---------- Text extract
Fast Distance Matrices in Java

Question

DannyW 0 Newbie Poster

12 Years Ago

Hi all,

This is a Java question, despite the set up looking long!

I am writing a program that involves constructing and using the inverse of a large correlation matrix many times. Suppose you have a data matrix X with d columns representing d variables and n rows representing the different data points. A correlation matrix (R)_ij for the data is a matrix with R_ij = corr(X_i,X_j), where X_i means 'row i'. The type of correlation functions I use are purely based on the distance between the columns. E.g.

R_ij = prod_{k=1}^d exp{-c_k|X_ik - X_jk|^{p_k}}

where the powers p_k and constants c_k are known and input by the user. (These will change each time we construct the matrix).

OK that's the goal. I am an R programmer and the construction can be done very very quickly in R using the function dist(). What dist() does is give a matrix of distances between the X's without using loops. The without loops part is extremely important because loops are very very slow in R. So, in R you would first pre-scale the columns by c_k^(1/p_k). Then the code would look like

D <- dist(rep(1:n))
for(i in 1:d){ D = D+dist(X[,i])^p[k]}
exp{-D}

Note the product went into the exponent as a sum. OK that's super quick. About 1.5 seconds for a 3000x5 matrix (generating a 3000x3000 matrix).
--------------------
Task instructions -
a) Answer these from the forum thread:
(i) Which R function gives a matrix of distances without loops?
(ii) About how long does the construction take for a 3000x5 matrix?
(iii) Which two quantities are known and input by the user?
b) Copy the forum thread word for word from "where the powers" to "a 3000x3000 matrix).".
The lines after this have no connection to the forum thread.
---------- Information supplied
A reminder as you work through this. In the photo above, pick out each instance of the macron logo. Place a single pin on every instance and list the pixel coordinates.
--------------------
Written answers -
a)
(i) dist()
(ii) About 1.5 seconds
(iii) The powers p_k and the constants c_k

b)
where the powers p_k and constants c_k are known and input by the user. (These will change each time we construct the matrix).

OK that's the goal. I am an R programmer and the construction can be done very very quickly in R using the function dist(). What dist() does is give a matrix of distances between the X's without using loops. The without loops part is extremely important because loops are very very slow in R. So, in R you would first pre-scale the columns by c_k^(1/p_k). Then the code would look like

D <- dist(rep(1:n))
for(i in 1:d){ D = D+dist(X[,i])^p[k]}
exp{-D}

Note the product went into the exponent as a sum. OK that's super quick. About 1.5 seconds for a 3000x5 matrix (generating a 3000x3000 matrix).